**BRANO DI TESTO**:
■ ■ ■ ■ ■ ■ ■

Impresa & Stato n°39
10 ANNI DI FORMAPER
Fare ricerche sulle piccola e medie imprese
L'imprenditorialità come fatto culturale:
sviluppare gli strumenti per affrontare i problemi di formazione
di
LUCA MARCORA
E ANNA SORU
Formaper nasce
in un'area economica avanzata ad elevata imprenditorialità, caratterizzata
da una struttura produttiva con una forte diffusione di piccole imprese,
che fanno registrare un elevatissimo turnover nella natalità e mortalità
imprenditoriale.
Al momento dell'avvio della sua attività Formaper si pose il
problema di come utilizzare la formazione per incidere sulla realtà
imprenditoriale, di quali strumenti sviluppare per affrontare i problemi
delle piccole imprese e dei processi che governano la loro evoluzione.
Occorreva quindi rilevare i fabbisogni di apprendimento delle imprese cui
ci si rivolgeva e mettere a punto metodologie formative idonee.
L'attività dell'Area Ricerca, che viene costituita sin dai primi
mesi di attività del Formaper, oltre alle tradizionali funzioni
di staff rispetto alla scuola, viene quindi orientata a studiare la realtà
delle piccole e medie imprese per comprendere come sostenere attraverso
la formazione il rafforzamento del tessuto imprenditoriale. Nella
prima fase l'attenzione si è concentrata sulla provincia di Milano,
che rappresentava all'inizio la principale, anche se non esclusiva,
area geografica di riferimento. Attualmente l'ambito di intervento del
Formaper si è notevolmente ampliato, per comprendere in primo luogo
la Lombardia, ma anche altre regioni italiane.
Le prime iniziative dell'Area Ricerca sono dunque dirette all'area
milanese per conoscere i processi di nascita e cessazione delle imprese
e approfondire i meccanismi di selezione, le motivazioni alla nascita e
le cause che ne determinano la cessazione o ne favoriscono
la sopravvivenza.

■ ■ ■ ■ ■ ■ ■

**ESTRATTO DATI**:
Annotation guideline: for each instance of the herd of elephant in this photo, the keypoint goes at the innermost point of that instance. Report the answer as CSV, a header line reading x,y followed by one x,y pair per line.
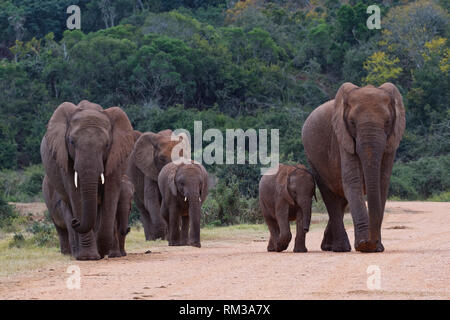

■ ■ ■ ■ ■ ■ ■

**CONSEGNA**:
Trascrivi senza modifiche il passo del testo su Formaper che inizia con "Al momento dell'avvio" e finisce con "metodologie formative idonee.".

**RISULTATO**:
Al momento dell'avvio della sua attività Formaper si pose il
problema di come utilizzare la formazione per incidere sulla realtà
imprenditoriale, di quali strumenti sviluppare per affrontare i problemi
delle piccole imprese e dei processi che governano la loro evoluzione.
Occorreva quindi rilevare i fabbisogni di apprendimento delle imprese cui
ci si rivolgeva e mettere a punto metodologie formative idonee.